# PROVIDED RECORDS

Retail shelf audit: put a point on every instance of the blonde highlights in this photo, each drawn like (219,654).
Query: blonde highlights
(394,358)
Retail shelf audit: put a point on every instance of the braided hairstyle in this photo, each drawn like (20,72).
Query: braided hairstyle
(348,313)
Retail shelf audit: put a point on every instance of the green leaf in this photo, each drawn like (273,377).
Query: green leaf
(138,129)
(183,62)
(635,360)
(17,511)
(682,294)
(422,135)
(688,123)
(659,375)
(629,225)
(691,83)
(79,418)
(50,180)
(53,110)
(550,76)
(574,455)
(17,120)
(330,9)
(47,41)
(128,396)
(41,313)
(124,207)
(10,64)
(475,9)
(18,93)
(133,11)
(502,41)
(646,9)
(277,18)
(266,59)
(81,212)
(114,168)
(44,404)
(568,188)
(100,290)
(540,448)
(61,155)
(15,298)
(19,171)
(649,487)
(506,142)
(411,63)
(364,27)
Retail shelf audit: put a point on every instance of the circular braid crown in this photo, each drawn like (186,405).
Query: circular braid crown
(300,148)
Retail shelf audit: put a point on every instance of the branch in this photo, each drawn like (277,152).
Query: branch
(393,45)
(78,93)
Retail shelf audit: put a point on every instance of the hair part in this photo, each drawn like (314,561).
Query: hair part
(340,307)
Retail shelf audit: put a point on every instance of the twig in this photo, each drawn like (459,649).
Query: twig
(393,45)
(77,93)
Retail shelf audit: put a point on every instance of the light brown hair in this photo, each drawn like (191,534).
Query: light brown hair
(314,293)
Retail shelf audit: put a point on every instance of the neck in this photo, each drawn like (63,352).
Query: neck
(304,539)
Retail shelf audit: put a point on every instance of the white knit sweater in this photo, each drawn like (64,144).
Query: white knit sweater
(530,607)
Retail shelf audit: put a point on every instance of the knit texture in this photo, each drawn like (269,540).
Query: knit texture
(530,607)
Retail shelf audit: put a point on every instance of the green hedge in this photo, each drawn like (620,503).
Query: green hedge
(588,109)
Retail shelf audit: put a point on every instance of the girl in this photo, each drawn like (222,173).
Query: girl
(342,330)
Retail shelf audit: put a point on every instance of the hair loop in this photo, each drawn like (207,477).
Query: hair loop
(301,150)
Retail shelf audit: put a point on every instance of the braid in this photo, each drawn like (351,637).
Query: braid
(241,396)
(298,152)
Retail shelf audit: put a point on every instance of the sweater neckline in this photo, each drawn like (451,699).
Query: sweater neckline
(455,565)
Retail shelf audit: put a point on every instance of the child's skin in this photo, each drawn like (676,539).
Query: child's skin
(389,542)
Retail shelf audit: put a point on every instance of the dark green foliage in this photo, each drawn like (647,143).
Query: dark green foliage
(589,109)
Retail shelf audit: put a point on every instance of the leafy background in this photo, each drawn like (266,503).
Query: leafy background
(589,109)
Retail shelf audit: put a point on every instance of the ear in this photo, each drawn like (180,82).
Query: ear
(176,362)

# WHAT IS NEEDED
The answer must consist of all the entries, copied exactly.

# RESULT FOR THIS EXERCISE
Retail shelf audit: put a point on every instance of the blonde highlights in this photo, each drawn like (219,654).
Query: blonde highlights
(394,358)
Retail shelf audit: put a point on every instance of the braided hairstyle in this photo, each drawn like (20,72).
Query: braided hairstyle
(348,313)
Retail shelf audit: put a point on every instance of the green leaf in this photo, each drawn like (273,377).
Query: green leaf
(138,129)
(183,62)
(635,360)
(17,511)
(682,294)
(422,135)
(688,123)
(659,375)
(629,225)
(691,83)
(79,418)
(50,180)
(53,110)
(550,76)
(574,455)
(17,120)
(330,9)
(47,41)
(128,396)
(41,313)
(124,207)
(10,64)
(475,9)
(18,93)
(133,11)
(502,41)
(646,9)
(277,18)
(266,59)
(81,212)
(114,168)
(44,404)
(568,188)
(100,290)
(540,448)
(61,155)
(15,298)
(19,171)
(649,487)
(506,142)
(411,63)
(364,27)
Retail shelf audit: put a point on every instance of the circular braid crown in this photo, each drawn like (186,405).
Query: circular braid crown
(300,148)
Retail shelf audit: put a point on every instance of the branch in this photo, each drawn like (277,152).
Query: branch
(393,45)
(78,93)
Retail shelf audit: put a point on every instance of the hair part in this photo, each drawn like (314,561).
Query: hair part
(340,307)
Retail shelf audit: put a point on every instance of the twig in this photo, each drawn like (459,649).
Query: twig
(393,45)
(77,93)
Retail shelf audit: put a point on every instance of the light brown hair in this photo, each drawn like (191,534).
Query: light brown hair
(314,293)
Retail shelf audit: put a point on every instance of the neck in this photo, each drawn like (63,352).
Query: neck
(304,539)
Retail shelf audit: put a point on every instance of the white knit sweater in this photo, each drawn like (64,144).
Query: white knit sweater
(530,607)
Retail shelf audit: put a point on every instance of the knit texture in this photo, each drawn like (269,540).
Query: knit texture
(530,607)
Retail shelf audit: put a point on every instance of the green hedge in this photo, each drawn like (620,503).
Query: green hedge
(588,109)
Retail shelf audit: put a point on every instance of the girl in this photo, each drawn like (222,173).
Query: girl
(342,330)
Retail shelf audit: put a point on every instance of the hair loop in this photo, each drawn like (207,477).
Query: hair loop
(301,150)
Retail shelf audit: put a point on every instance of the braid in this photo, each drawn like (351,637).
Query: braid
(241,396)
(298,152)
Retail shelf audit: put a point on every instance of the sweater neckline in this photo, each drawn like (451,699).
Query: sweater neckline
(455,565)
Retail shelf audit: put a point on every instance of the child's skin in this photo, each drawn like (676,539).
Query: child's skin
(389,542)
Retail shelf audit: put a point on every instance of the dark green foliage in this photo, each drawn like (647,143).
Query: dark green foliage
(589,109)
Retail shelf audit: put a point on every instance of the leafy background in this photo, each drawn like (266,503).
Query: leafy background
(589,109)
Retail shelf audit: put a point on every instance of the ear in this photo, each drawn like (180,82).
Query: ear
(176,362)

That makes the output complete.